Exercise requirements:
1. In the Selenium notes, copy everything from "That's pretty neat" down to "them in suites)".
2. Answer these questions from the Selenium notes, each on its own line:
(a) Which operating system ran in the VM when Internet Explorer was tested?
(b) Which browser is the Selenium IDE a plugin for?
(c) What command starts the server?

Page text:
------------

That's pretty neat - you could have a bunch of VMs running different operating
systems and browsers, all running against a test web site. I tested it by
running a Python unit test from Linux that tested Internet Explorer in a
Windows 7 VM.
However, for the particular case I had in mind there are some problems. In
particular, it's not clear how to handle mixed namespaces (eg SVG is not in
the HTML namespace in the DOM) and, given how the system is implemented (as
Javascript accessing the DOM within the browser being tested) it will not work
with Adobe's SVG plugin on Windows.
Notes
-----
The "Selenium IDE" is a Firefox plugin that:
* Lets you define tests (and group them in suites)
* Lets you *run* tests (against Firefox)
* Lets you save test for future use, or to reun from other languages
So for simple, Firefox only tests, this is a very quick, simple solution. For
more complex testing it is also a good way of generating tests.
Tests can follow links and do things like verify text (when defining a test,
highlight the text, right click and select the correct option).
A test when saved in the "internal" format is a HTML table of commands. When
saved as Python file it looks like:
from selenium import selenium
import unittest, time, re
class test(unittest.TestCase):
def setUp(self):
self.verificationErrors = []
self.selenium = selenium("localhost", 4444, "*firefox",
"http://www.acooke.org")
self.selenium.start()
def test_selenium(self):
sel = self.selenium
sel.open("/")
sel.click("link=Lepl")
sel.wait_for_page_to_load("30000")
sel.click("link=Support")
sel.wait_for_page_to_load("30000")
sel.click("link=Show Source")
sel.wait_for_page_to_load("30000")
try: self.failUnless(sel.is_text_present("Google Code"))
except AssertionError, e: self.verificationErrors.append(str(e))
def tearDown(self):
self.selenium.stop()
self.assertEqual([], self.verificationErrors)
if __name__ == "__main__":
unittest.main()
To run that, however, and to test other browsers, you need to install "Selnium
RC". This is a bundle of packages that includes the server along with support
for various languages.
The server is a Java program that you run as:
java -jar selenium-server.jar
Then, when you run the Python test...
python test.py
..the server automatically opens firefox and runs the tests. It's just like
someone is using your machine!

------------

Information supplied:
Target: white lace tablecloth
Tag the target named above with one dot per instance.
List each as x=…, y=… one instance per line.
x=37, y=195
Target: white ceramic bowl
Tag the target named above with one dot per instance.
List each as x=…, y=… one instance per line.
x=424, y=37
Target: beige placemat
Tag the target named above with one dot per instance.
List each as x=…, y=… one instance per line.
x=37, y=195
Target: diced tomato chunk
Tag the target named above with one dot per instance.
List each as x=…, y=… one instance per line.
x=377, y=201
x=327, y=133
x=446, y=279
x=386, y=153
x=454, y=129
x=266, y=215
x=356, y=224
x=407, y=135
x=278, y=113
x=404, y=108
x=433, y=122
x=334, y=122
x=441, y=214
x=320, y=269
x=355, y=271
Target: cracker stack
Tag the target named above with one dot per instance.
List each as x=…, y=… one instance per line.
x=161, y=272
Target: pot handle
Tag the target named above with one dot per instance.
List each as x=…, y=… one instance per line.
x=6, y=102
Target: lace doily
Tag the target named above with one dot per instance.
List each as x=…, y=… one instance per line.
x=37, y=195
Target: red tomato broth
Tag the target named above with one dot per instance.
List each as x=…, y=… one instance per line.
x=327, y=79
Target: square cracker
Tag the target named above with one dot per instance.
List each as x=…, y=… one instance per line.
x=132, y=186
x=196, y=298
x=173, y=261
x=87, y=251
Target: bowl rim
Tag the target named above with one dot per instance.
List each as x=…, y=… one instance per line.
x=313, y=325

------------

Responses to the exercise:
1.
That's pretty neat - you could have a bunch of VMs running different operating
systems and browsers, all running against a test web site. I tested it by
running a Python unit test from Linux that tested Internet Explorer in a
Windows 7 VM.
However, for the particular case I had in mind there are some problems. In
particular, it's not clear how to handle mixed namespaces (eg SVG is not in
the HTML namespace in the DOM) and, given how the system is implemented (as
Javascript accessing the DOM within the browser being tested) it will not work
with Adobe's SVG plugin on Windows.
Notes
-----
The "Selenium IDE" is a Firefox plugin that:
* Lets you define tests (and group them in suites)

2.
(a) Windows 7
(b) Firefox
(c) java -jar selenium-server.jar